[Dataset entries]
*** Block opens ***
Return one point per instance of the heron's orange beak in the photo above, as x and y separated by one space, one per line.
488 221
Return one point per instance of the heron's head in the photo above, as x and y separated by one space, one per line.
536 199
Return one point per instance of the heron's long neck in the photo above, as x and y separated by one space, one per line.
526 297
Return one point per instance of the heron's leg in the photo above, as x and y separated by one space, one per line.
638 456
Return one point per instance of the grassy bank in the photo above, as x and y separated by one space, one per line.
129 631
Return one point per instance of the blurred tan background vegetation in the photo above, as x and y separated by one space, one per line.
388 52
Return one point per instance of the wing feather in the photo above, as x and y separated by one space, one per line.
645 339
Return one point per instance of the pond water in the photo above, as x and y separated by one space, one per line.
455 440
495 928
*** Block closes ***
• **Problem to solve**:
From the line that holds "Return one point per instance of the heron's long" to the last line of the records above, print each line exactly. Add nothing else.

• **Result**:
Return one point per instance of the heron's long neck in the photo above, as x and y separated by one space, one per line.
526 297
Return one point per instance of the heron's leg in the photo above, as x and y separated by one space, one per line.
638 456
Return one point per instance of the grassy bank in the photo above, as x and y separated by one space, one per line.
129 631
Return one point per instance of the blurred tan background vegetation in the photo above, as x and y separated by one space, one per line.
388 52
Return one point per instance of the wing feather in the photo above, as x and y separated by one space, one per line.
645 339
Return one point per instance of the pond water in the photo above, as x and y separated by one space, one per line.
455 440
495 928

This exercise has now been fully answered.